Key Variables Include:

age
race
gender
occupation
date
method of execution
convicted crime

Analytical Approach

My proposed approach is to first plot the variables of interest by year. These graphs will help to shed light on any biases in the capital punishment system and how changes in legislature through the years has affected the number or method of executions.

I will then take a closer look at the years showing major shifts. The goal here would be to see if I can isolate an event, political or otherwise, that might help explain the results.

Mission

This analysis is intended to help consumers form an opinion on capital punishment based on sound data. The issue has been hotly contested for hundreds of years, meaning there is no shortage of op-ed pieces littering the internet. I hope that my analysis can help consumers, including myself, gain a clearer understanding of capital punishment, without biased interruption.

Ultimately, I would like to understand if there were any biases still present in 2002 and, if so, do they still exist today?

In 2017, capital punishment is still legal in 31 states.

Should it be?

Requirements

Required Packages

The following packages are required in order to run code without errors.

Package Name	Purpose
library(tidyverse)	easy installation of packages
library(readr)	to easily import delimited data
library(maps)	for geographical data
library(mapproj)	to convert latitude/longitude into projected coordinates
library(DT)	to create functional tables in HTML
library(knitr)	for dynamic report generation
library(rmarkdown)	to convert R Markdown documents into a variety of formats
library(ggthemes)	to implement theme across report
library(plotly)	for dynamic plotting

# to preload necessary packages 

list.of.packages <- c("tidyverse", "readr", "maps", "DT", "knitr", "rmarkdown", "ggthemes", "plotly", "mapproj")
new.packages <- list.of.packages[!(list.of.packages %in% installed.packages()[,"Package"])]
if(length(new.packages)) install.packages(new.packages, repos = "http://cran.us.r-project.org" )

------------------------------

- **DIRECTIVES**
(1) List every key variable named in the capital punishment analysis text.
(2) Write the next portion of the capital punishment analysis text, picking up after its final line of code.

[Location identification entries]

------------------------------

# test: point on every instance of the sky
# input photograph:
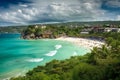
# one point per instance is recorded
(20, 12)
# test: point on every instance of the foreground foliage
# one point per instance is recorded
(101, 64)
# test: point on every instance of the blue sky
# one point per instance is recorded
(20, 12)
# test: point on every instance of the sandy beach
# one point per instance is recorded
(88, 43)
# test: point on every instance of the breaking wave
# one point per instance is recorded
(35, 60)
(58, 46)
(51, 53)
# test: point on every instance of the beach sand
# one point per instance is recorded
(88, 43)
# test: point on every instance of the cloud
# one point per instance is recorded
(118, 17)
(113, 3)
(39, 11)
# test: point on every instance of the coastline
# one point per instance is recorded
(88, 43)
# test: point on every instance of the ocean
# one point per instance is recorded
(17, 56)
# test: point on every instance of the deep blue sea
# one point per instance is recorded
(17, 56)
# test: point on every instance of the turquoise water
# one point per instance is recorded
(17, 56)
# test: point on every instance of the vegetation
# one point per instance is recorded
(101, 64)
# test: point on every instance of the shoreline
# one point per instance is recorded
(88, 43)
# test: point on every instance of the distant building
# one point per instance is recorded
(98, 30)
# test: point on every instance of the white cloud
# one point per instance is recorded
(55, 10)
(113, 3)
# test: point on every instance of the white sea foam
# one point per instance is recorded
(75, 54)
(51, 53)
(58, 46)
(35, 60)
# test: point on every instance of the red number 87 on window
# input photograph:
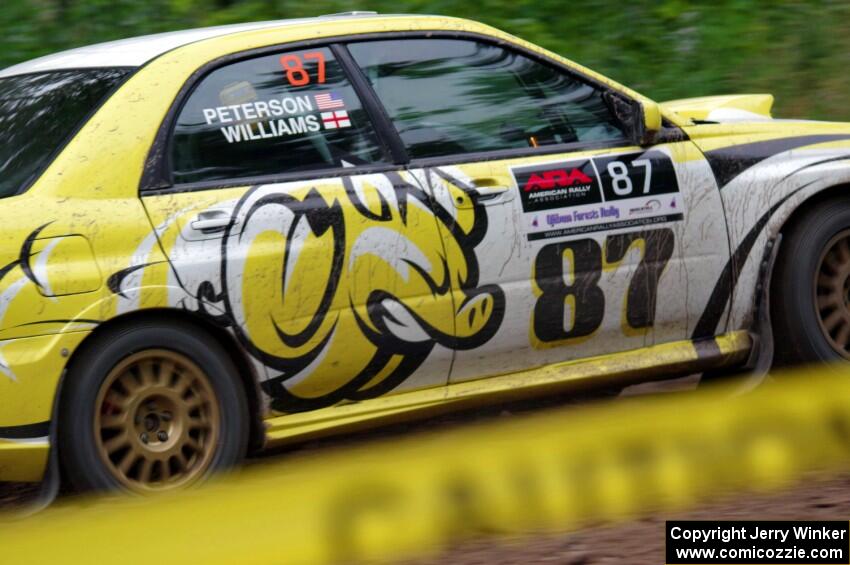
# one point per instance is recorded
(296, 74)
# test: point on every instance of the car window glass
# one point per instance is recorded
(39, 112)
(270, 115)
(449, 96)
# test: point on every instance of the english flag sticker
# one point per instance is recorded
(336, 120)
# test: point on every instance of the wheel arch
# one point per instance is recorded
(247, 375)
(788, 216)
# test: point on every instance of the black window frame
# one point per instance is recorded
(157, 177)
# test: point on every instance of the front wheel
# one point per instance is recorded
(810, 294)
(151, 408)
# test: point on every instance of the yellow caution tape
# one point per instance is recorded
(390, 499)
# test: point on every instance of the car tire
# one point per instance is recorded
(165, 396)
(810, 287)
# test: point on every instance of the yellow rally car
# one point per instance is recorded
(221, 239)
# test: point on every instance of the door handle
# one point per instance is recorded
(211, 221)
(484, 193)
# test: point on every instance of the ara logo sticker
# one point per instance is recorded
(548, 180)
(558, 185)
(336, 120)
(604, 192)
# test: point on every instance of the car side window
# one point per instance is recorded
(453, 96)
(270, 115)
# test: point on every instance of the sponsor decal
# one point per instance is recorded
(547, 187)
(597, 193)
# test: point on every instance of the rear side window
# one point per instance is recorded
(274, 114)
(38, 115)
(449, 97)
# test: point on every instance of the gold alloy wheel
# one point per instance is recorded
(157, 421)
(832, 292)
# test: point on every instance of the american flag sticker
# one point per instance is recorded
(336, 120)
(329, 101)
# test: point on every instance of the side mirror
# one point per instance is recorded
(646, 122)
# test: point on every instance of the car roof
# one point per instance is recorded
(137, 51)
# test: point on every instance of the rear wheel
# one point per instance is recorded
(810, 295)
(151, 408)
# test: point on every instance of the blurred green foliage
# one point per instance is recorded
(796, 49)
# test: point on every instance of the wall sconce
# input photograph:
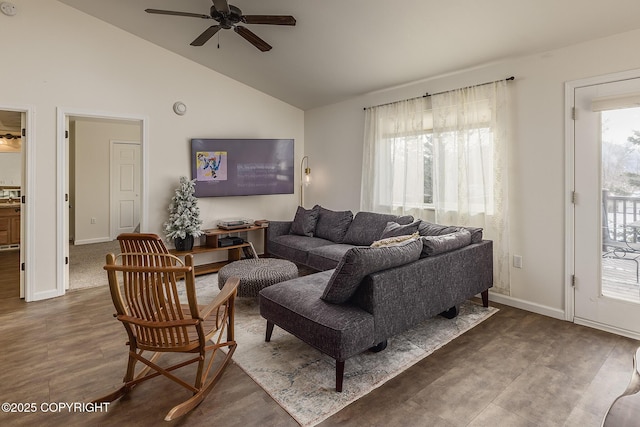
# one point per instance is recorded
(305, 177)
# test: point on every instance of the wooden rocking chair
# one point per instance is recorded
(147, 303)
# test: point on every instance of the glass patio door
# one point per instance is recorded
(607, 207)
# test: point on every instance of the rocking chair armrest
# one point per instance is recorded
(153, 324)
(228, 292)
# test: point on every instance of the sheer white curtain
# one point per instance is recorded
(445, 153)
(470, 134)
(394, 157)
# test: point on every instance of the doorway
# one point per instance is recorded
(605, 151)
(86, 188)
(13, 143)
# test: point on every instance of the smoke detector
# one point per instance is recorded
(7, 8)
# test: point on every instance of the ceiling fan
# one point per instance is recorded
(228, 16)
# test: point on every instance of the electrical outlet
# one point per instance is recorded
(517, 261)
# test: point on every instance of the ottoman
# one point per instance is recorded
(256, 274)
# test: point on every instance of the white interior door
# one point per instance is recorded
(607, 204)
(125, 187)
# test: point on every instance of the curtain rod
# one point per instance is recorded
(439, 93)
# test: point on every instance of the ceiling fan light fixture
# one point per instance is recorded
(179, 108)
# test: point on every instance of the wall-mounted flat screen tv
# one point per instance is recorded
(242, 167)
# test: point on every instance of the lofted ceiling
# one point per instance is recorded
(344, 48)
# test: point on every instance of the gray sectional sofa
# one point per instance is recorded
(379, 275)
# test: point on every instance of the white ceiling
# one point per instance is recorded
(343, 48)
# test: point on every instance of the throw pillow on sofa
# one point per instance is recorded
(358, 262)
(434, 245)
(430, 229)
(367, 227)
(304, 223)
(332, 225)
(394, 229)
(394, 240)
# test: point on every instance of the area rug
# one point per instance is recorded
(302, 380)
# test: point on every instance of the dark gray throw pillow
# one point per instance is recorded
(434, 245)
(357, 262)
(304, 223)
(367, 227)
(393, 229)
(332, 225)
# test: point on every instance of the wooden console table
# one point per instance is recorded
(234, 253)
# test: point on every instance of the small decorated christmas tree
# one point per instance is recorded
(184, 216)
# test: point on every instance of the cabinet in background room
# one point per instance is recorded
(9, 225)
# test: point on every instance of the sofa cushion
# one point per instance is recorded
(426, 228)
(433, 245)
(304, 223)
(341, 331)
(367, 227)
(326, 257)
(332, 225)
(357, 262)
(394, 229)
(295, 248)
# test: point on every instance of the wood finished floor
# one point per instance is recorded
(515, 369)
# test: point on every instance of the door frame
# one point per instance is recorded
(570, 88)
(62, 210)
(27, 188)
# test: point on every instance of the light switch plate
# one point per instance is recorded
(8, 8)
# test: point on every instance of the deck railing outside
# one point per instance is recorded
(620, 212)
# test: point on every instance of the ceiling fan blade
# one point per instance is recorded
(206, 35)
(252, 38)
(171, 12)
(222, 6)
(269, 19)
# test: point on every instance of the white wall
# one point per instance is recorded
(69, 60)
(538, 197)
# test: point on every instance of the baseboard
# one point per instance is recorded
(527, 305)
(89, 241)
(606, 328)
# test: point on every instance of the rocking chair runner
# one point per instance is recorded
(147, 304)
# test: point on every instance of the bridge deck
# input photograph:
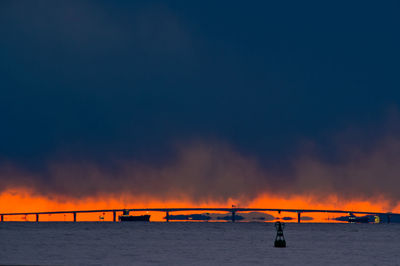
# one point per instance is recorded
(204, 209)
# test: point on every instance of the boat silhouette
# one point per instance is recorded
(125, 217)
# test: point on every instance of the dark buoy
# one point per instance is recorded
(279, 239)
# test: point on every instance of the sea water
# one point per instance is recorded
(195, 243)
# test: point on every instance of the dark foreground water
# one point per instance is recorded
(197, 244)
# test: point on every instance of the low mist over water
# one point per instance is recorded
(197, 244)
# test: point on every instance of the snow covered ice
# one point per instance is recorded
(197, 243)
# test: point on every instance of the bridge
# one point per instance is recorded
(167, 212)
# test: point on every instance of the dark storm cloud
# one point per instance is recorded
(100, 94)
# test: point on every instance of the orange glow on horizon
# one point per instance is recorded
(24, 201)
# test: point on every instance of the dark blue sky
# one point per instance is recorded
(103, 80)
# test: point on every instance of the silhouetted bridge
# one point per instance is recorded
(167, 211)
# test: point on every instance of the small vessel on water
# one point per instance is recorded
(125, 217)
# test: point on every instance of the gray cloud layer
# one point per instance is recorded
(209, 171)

------------------------------

- **ANSWERS FOR THE TASKS**
(1) age, race, gender, occupation, date, method of execution, convicted crime

(2)
library(tidyverse)     # easy installation of packages
library(readr)         # to easily import delimited data
library(maps)          # for geographical data
library(mapproj)       # to convert latitude/longitude into projected coordinates
library(DT)            # to create functional tables in HTML
library(knitr)         # for dynamic report generation
library(rmarkdown)     # to convert R Markdown documents into a variety of formats
library(ggthemes)      # to implement theme across report
library(plotly)        # for dynamic plotting

Data Import & Prep

Data Import

The data set contains information about executions performed under civil authority in the United States between 1608 and 2002. The data was collected between 1970 and 2002 with the help of records from the State Department of Corrections, newspapers, court proceedings, and historical recordkeepers.

First, we must import the csv file and specify column names. There are several columns that have no relevance for our analysis. I have coded these columns as numbers in order to differentiate them from the variables of interest.

# to read in CSV

raw_data <- read_csv("raw_data.csv",
                     col_names = c("1", "2",
                     "3", "4",
                     "Race", "Age",
                     "Name", "5",
                     "6", "Conviction",
                     "Method", "7",
                     "8", "Year",
                     "9", "State",
                     "10", "11",
                     "Gender", "12",
                     "Occupation"),
                     skip = 1)

Data Preparation

For our purposes, we will narrow down the data to 9 key variables.

Year
State
Age
Gender
Race
Crime
Method

# to save select variables to new subset

scrubbed = raw_data[,c("Year", "State",
                       "Name", "Age",
                       "Gender", "Race", 
                       "Occupation", "Crime",
                       "Method")]

Key Variables

In order to help round out the data, we will introduce two new categorical variables : Region and Era. This will help us to better visualize geographical and historical trends.

1. Region

Groups states based on geographical regions specified in The US Census.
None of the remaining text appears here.